### Passage shown
☆ ☆ ☆ ☆ ☆

Progress 01/01/03 to 12/31/03

Outputs
Three activities were undertaken in 2003: (a) continued development of a conceptual model to explain the factors affecting an academic bioscientist's research program and objectives, including any industry relationships in which the scientist is involved; (b) developed a national sample of university bioscientists, together with a survey instrument for testing hypotheses developed from the conceptual model, and (c) began receiving and tabulating the survey responses. A brief review of each follows. (a) We are using a market model to understand the formulation of a university bioscientist's research program. In this model, a scientist and a (government, industry, or other) funding agency each expresses its own preferences for the scientist's research program and funding level. Discrepancies between the two preferences are resolved by assuming competition among scientists and among funding agents, so that research programs which researchers offer are equilibrated with those which funding agents seek. A research program is represented by how basic it is, by its disciplinary focus, field, and topic, and by the expected market excludability of its expected findings. (b) The national survey instrument contains approximately 50 questions designed to elicit information on (i) the scientist's research program, (ii) sources and amounts of funding, (iii) sources and types of in-kind support for the research program, (iv) the scientist's background and human capital, (v) the scientist's publication and patent outputs, and (vi) the scientist's ethical and other attitudes toward bioscientific research. It was sent in web form to 1067 bioscientists employed at 30 randomly selected U.S. research universities. The random selection was stratified to include 10 land-grant, 10 public non-land-grant, and 10 private universities. (c) A usable response rate of 60% has been achieved to date. In most questions, respondents' answers are distributed broadly across the possible answers, suggesting adequate sample variation will be available for statistical tests of the study hypotheses. Preliminary regression of research basicness and market excludability suggests these program characteristics are reasonably related to the scientist's orientation toward patenting and to the sources of her laboratory funding.

☆ ☆ ☆ ☆ ☆

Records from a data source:
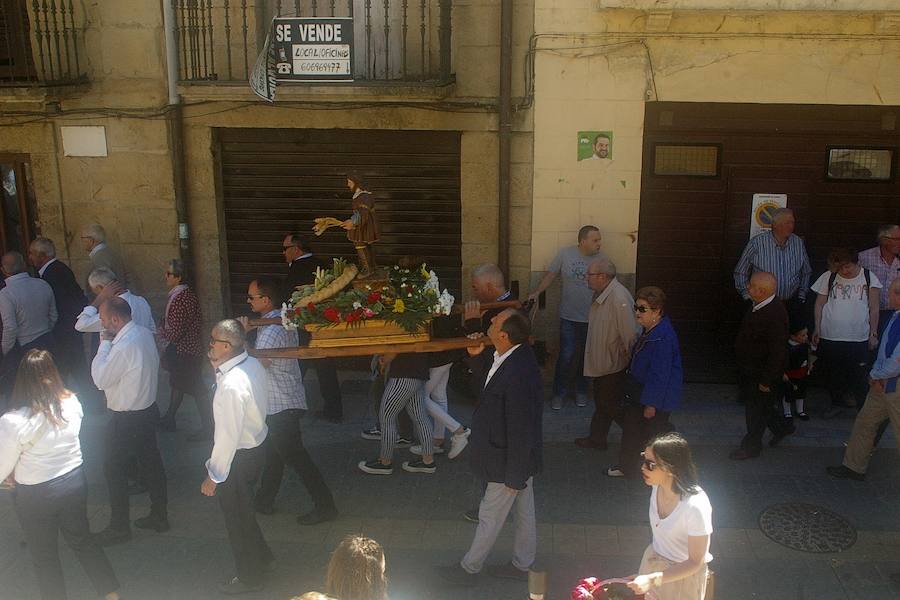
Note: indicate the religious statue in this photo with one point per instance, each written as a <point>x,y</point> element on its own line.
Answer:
<point>362,226</point>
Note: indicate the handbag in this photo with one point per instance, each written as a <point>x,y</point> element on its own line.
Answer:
<point>631,390</point>
<point>169,358</point>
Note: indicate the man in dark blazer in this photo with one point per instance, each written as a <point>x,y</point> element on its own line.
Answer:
<point>505,447</point>
<point>761,350</point>
<point>70,301</point>
<point>302,266</point>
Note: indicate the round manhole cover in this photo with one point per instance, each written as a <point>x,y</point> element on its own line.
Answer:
<point>807,527</point>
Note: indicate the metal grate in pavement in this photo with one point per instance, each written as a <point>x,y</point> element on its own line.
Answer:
<point>807,527</point>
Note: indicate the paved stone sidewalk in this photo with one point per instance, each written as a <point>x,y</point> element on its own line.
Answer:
<point>589,524</point>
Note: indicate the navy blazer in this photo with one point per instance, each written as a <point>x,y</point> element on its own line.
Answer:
<point>69,296</point>
<point>506,444</point>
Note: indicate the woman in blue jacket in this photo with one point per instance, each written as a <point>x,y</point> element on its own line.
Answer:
<point>653,387</point>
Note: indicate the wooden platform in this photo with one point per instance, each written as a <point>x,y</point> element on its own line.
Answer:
<point>371,349</point>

☆ ☆ ☆ ☆ ☆

### Your objective
Extend the progress report on the survey of university bioscientists with new text that picks up after its final sentence. The data is separate material, unrelated to the progress report.

### Solved exercise
Impacts
Conceptual model and research design have been reported at three professional conferences (indicated below).

Publications

• Yang, H. and S.T. Buccola. University-industry relationships and the design of biotechnology research. Selected paper delivered at the American Agricultural Economics Association Annual Meetings, Montreal, Quebec, July 27-30, 2003.
• Buccola, S.T. University-industry relationships in agricultural biotechnology: research insights from four cases. Panelist, Rural Sociological Association Annual Meetings, Montreal, Quebec, July 27-30, 2003.
• Xia, Y. and S.T. Buccola. The rate of progress in agricultural biotechnology. Paper delivered at Regional Research Conference NC 1003, New Brunswick, NJ, February 28-March 1, 2003.